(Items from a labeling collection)
■ ■ ■

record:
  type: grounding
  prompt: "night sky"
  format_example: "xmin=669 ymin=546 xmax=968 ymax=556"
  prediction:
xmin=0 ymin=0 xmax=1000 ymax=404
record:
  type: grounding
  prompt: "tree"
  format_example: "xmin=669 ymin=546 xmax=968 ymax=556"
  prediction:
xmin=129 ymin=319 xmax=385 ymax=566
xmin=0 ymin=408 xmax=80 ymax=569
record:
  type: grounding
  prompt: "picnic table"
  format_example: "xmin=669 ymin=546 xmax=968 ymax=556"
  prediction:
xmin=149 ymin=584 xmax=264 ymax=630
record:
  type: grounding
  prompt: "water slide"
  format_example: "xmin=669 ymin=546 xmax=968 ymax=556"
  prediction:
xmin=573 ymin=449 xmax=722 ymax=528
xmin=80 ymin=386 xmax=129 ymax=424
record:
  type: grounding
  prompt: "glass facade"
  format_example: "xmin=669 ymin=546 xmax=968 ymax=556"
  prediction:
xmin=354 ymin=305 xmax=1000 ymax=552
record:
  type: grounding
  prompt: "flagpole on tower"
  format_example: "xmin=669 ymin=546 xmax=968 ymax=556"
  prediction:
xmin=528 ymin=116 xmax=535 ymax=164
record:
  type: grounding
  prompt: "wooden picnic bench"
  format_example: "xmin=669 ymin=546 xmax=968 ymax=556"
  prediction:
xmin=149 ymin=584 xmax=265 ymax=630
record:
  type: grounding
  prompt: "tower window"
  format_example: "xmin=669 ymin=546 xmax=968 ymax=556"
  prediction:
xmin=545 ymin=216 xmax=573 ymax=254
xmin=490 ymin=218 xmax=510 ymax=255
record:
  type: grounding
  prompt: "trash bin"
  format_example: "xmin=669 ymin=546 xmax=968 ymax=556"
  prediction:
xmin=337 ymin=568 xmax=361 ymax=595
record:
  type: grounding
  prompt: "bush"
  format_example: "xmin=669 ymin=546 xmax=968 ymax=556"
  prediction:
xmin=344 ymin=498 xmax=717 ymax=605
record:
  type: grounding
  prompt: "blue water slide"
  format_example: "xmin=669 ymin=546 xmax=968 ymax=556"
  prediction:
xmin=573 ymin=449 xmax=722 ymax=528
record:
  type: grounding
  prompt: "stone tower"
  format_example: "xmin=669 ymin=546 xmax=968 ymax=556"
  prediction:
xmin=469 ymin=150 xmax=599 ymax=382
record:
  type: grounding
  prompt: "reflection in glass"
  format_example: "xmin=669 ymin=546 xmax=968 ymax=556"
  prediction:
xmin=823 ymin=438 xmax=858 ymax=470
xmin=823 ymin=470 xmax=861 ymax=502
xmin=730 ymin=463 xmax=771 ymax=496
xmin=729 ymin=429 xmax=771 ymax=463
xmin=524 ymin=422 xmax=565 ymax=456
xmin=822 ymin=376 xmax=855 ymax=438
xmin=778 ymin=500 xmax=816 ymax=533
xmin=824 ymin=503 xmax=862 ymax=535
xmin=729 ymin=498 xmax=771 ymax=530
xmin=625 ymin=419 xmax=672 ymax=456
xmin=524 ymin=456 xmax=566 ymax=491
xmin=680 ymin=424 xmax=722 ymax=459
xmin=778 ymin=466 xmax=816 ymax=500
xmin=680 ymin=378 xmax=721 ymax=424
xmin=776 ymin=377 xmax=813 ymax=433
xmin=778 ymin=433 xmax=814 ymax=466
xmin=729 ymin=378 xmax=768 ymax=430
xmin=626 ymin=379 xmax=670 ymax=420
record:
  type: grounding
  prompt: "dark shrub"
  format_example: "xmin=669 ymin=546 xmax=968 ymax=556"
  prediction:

■ ■ ■

- **STATED TASK**:
Convert the listing above into a Markdown table with the columns Row and Line, numbering each line and leaving out any blank lines.

- **RESPONSE TO THIS EXERCISE**:
| Row | Line |
|---|---|
| 1 | record: |
| 2 |   type: grounding |
| 3 |   prompt: "night sky" |
| 4 |   format_example: "xmin=669 ymin=546 xmax=968 ymax=556" |
| 5 |   prediction: |
| 6 | xmin=0 ymin=0 xmax=1000 ymax=404 |
| 7 | record: |
| 8 |   type: grounding |
| 9 |   prompt: "tree" |
| 10 |   format_example: "xmin=669 ymin=546 xmax=968 ymax=556" |
| 11 |   prediction: |
| 12 | xmin=129 ymin=319 xmax=385 ymax=566 |
| 13 | xmin=0 ymin=408 xmax=80 ymax=569 |
| 14 | record: |
| 15 |   type: grounding |
| 16 |   prompt: "picnic table" |
| 17 |   format_example: "xmin=669 ymin=546 xmax=968 ymax=556" |
| 18 |   prediction: |
| 19 | xmin=149 ymin=584 xmax=264 ymax=630 |
| 20 | record: |
| 21 |   type: grounding |
| 22 |   prompt: "water slide" |
| 23 |   format_example: "xmin=669 ymin=546 xmax=968 ymax=556" |
| 24 |   prediction: |
| 25 | xmin=573 ymin=449 xmax=722 ymax=528 |
| 26 | xmin=80 ymin=386 xmax=129 ymax=424 |
| 27 | record: |
| 28 |   type: grounding |
| 29 |   prompt: "glass facade" |
| 30 |   format_example: "xmin=669 ymin=546 xmax=968 ymax=556" |
| 31 |   prediction: |
| 32 | xmin=354 ymin=305 xmax=1000 ymax=552 |
| 33 | record: |
| 34 |   type: grounding |
| 35 |   prompt: "flagpole on tower" |
| 36 |   format_example: "xmin=669 ymin=546 xmax=968 ymax=556" |
| 37 |   prediction: |
| 38 | xmin=528 ymin=116 xmax=535 ymax=164 |
| 39 | record: |
| 40 |   type: grounding |
| 41 |   prompt: "wooden picnic bench" |
| 42 |   format_example: "xmin=669 ymin=546 xmax=968 ymax=556" |
| 43 |   prediction: |
| 44 | xmin=149 ymin=584 xmax=265 ymax=630 |
| 45 | record: |
| 46 |   type: grounding |
| 47 |   prompt: "tower window" |
| 48 |   format_example: "xmin=669 ymin=546 xmax=968 ymax=556" |
| 49 |   prediction: |
| 50 | xmin=545 ymin=216 xmax=573 ymax=254 |
| 51 | xmin=490 ymin=218 xmax=510 ymax=255 |
| 52 | record: |
| 53 |   type: grounding |
| 54 |   prompt: "trash bin" |
| 55 |   format_example: "xmin=669 ymin=546 xmax=968 ymax=556" |
| 56 |   prediction: |
| 57 | xmin=337 ymin=568 xmax=361 ymax=595 |
| 58 | record: |
| 59 |   type: grounding |
| 60 |   prompt: "bush" |
| 61 |   format_example: "xmin=669 ymin=546 xmax=968 ymax=556" |
| 62 |   prediction: |
| 63 | xmin=344 ymin=498 xmax=717 ymax=605 |
| 64 | record: |
| 65 |   type: grounding |
| 66 |   prompt: "blue water slide" |
| 67 |   format_example: "xmin=669 ymin=546 xmax=968 ymax=556" |
| 68 |   prediction: |
| 69 | xmin=573 ymin=449 xmax=722 ymax=528 |
| 70 | record: |
| 71 |   type: grounding |
| 72 |   prompt: "stone tower" |
| 73 |   format_example: "xmin=669 ymin=546 xmax=968 ymax=556" |
| 74 |   prediction: |
| 75 | xmin=469 ymin=150 xmax=599 ymax=382 |
| 76 | record: |
| 77 |   type: grounding |
| 78 |   prompt: "reflection in glass" |
| 79 |   format_example: "xmin=669 ymin=546 xmax=968 ymax=556" |
| 80 |   prediction: |
| 81 | xmin=823 ymin=438 xmax=858 ymax=470 |
| 82 | xmin=823 ymin=470 xmax=861 ymax=502 |
| 83 | xmin=730 ymin=463 xmax=771 ymax=496 |
| 84 | xmin=729 ymin=429 xmax=771 ymax=463 |
| 85 | xmin=524 ymin=422 xmax=565 ymax=456 |
| 86 | xmin=822 ymin=376 xmax=855 ymax=438 |
| 87 | xmin=778 ymin=500 xmax=816 ymax=533 |
| 88 | xmin=824 ymin=503 xmax=862 ymax=535 |
| 89 | xmin=729 ymin=498 xmax=771 ymax=530 |
| 90 | xmin=625 ymin=419 xmax=672 ymax=456 |
| 91 | xmin=524 ymin=456 xmax=566 ymax=491 |
| 92 | xmin=680 ymin=424 xmax=722 ymax=459 |
| 93 | xmin=778 ymin=466 xmax=816 ymax=500 |
| 94 | xmin=680 ymin=378 xmax=721 ymax=424 |
| 95 | xmin=776 ymin=377 xmax=813 ymax=433 |
| 96 | xmin=778 ymin=433 xmax=814 ymax=466 |
| 97 | xmin=729 ymin=378 xmax=768 ymax=430 |
| 98 | xmin=626 ymin=379 xmax=670 ymax=420 |
| 99 | record: |
| 100 |   type: grounding |
| 101 |   prompt: "dark shrub" |
| 102 |   format_example: "xmin=669 ymin=546 xmax=968 ymax=556" |
| 103 |   prediction: |